Required task:
Give back exactly the lines that run from the line containing "blonde hair --return=outline" through the end of the listing below. Leave out every other line.

Collected data:
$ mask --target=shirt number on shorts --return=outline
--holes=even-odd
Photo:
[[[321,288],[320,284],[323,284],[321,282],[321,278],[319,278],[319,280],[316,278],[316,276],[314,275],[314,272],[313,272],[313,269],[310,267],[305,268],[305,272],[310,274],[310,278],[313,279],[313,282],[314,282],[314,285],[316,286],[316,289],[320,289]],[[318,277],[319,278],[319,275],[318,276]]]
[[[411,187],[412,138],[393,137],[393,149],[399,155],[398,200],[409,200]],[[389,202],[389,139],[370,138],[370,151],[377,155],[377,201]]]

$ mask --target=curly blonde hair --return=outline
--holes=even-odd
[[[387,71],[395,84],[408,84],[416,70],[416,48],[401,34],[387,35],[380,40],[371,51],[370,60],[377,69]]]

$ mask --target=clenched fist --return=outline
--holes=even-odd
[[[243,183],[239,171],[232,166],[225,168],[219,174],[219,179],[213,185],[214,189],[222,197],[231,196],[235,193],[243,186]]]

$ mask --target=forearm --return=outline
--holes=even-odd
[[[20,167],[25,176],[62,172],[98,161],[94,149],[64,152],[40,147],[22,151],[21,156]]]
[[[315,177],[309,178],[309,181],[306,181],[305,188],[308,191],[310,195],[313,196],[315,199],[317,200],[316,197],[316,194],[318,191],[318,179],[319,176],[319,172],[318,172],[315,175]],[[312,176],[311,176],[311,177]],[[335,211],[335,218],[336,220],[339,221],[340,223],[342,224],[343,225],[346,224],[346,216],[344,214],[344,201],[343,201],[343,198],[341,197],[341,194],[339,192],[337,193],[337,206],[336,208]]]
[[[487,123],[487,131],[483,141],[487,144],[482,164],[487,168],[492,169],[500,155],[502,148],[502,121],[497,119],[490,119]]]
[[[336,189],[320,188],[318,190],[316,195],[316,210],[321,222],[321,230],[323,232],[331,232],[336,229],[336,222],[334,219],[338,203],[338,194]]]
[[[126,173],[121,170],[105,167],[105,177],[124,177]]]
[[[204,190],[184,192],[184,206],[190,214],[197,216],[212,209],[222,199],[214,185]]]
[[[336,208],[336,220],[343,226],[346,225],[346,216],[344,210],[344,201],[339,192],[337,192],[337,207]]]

Result:
$ mask --target=curly blonde hair --return=outline
--holes=even-odd
[[[387,71],[395,84],[408,84],[416,70],[416,48],[401,34],[387,35],[380,40],[371,51],[370,60],[377,69]]]

$ mask --target=clenched fist --return=outline
--holes=even-odd
[[[243,183],[239,171],[232,166],[225,168],[219,174],[219,179],[213,185],[214,189],[222,197],[231,196],[235,193],[243,186]]]

$ mask --target=forearm --return=outline
--holes=even-odd
[[[20,167],[25,176],[62,172],[98,161],[94,149],[64,152],[40,147],[22,151],[21,156]]]
[[[315,177],[309,178],[309,181],[306,181],[305,188],[308,191],[310,195],[313,196],[315,199],[317,200],[316,197],[316,194],[318,191],[318,179],[319,176],[319,172],[318,172],[315,175]],[[312,176],[311,176],[311,177]],[[335,211],[335,218],[336,220],[339,221],[340,223],[342,224],[343,225],[346,224],[346,216],[344,214],[344,201],[343,201],[343,198],[341,197],[341,194],[339,192],[337,193],[337,206],[336,208]]]
[[[487,123],[487,131],[483,141],[487,144],[482,164],[487,168],[492,169],[500,155],[502,148],[502,121],[497,119],[490,119]]]
[[[336,189],[320,188],[318,190],[316,195],[316,210],[321,222],[321,230],[323,232],[331,232],[336,229],[336,222],[334,219],[338,203],[338,194]]]
[[[126,173],[121,170],[105,167],[105,177],[124,177]]]
[[[204,190],[184,192],[184,206],[190,214],[197,216],[212,209],[222,199],[214,185]]]
[[[336,208],[336,220],[343,226],[346,225],[346,216],[344,210],[344,201],[339,192],[337,192],[337,207]]]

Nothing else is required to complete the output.